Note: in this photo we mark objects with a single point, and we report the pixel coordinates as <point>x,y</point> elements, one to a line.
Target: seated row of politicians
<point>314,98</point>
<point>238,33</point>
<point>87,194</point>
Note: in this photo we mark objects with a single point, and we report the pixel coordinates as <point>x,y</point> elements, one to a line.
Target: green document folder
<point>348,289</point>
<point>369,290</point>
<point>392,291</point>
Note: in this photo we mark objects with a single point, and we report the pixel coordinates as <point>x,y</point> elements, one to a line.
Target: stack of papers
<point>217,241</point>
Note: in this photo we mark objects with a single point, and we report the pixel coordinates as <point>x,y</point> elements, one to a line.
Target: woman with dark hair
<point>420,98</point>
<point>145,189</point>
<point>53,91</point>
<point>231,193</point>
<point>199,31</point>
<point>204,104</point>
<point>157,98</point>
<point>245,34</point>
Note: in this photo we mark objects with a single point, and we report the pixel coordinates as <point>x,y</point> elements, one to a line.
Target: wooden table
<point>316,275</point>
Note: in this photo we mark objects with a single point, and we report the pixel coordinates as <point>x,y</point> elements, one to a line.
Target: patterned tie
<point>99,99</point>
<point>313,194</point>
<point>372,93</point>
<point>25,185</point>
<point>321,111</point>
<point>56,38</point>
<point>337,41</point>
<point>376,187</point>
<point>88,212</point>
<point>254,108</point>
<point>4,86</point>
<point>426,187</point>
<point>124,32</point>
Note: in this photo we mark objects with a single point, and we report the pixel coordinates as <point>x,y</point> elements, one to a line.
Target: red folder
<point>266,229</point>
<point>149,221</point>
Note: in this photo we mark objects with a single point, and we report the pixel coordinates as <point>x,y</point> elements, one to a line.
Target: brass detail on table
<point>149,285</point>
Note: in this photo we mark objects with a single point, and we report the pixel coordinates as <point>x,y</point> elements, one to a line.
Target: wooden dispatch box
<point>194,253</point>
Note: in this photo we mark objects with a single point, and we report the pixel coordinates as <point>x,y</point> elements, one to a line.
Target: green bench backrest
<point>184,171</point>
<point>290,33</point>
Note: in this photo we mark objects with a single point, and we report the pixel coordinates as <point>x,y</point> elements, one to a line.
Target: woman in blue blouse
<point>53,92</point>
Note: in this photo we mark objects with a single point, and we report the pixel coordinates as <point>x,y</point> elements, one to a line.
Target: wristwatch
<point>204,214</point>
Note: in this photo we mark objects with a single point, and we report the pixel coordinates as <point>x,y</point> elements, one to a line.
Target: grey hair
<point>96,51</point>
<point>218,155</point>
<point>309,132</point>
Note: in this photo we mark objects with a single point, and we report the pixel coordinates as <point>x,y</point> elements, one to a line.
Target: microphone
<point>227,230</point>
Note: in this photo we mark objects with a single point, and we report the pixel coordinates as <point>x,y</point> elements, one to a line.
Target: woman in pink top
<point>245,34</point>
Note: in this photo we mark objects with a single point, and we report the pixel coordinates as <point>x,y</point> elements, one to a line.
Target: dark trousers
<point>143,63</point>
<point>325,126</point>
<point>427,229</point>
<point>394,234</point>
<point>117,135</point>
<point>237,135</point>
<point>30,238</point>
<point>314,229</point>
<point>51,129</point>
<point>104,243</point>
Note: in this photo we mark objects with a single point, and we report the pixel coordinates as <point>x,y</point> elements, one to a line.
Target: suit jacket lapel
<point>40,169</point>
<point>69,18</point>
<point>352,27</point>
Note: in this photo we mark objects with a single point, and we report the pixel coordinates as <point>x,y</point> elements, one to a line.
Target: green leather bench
—————
Please copy out everything in the records above, from the very first line down to and including the line that contains "<point>217,241</point>".

Note: in this photo we mark objects with a single point, and we report the pixel coordinates as <point>x,y</point> elements, one to a line.
Target: seated row of politicians
<point>314,98</point>
<point>238,33</point>
<point>87,194</point>
Note: in this photo we mark objects with a single point, and we report the pixel coordinates as <point>x,y</point> elements, one to a line.
Target: green document folder
<point>348,289</point>
<point>369,290</point>
<point>392,291</point>
Note: in this photo we mark objects with a single point, and we report the pixel coordinates as <point>x,y</point> elements, one to a line.
Target: stack of papers
<point>217,241</point>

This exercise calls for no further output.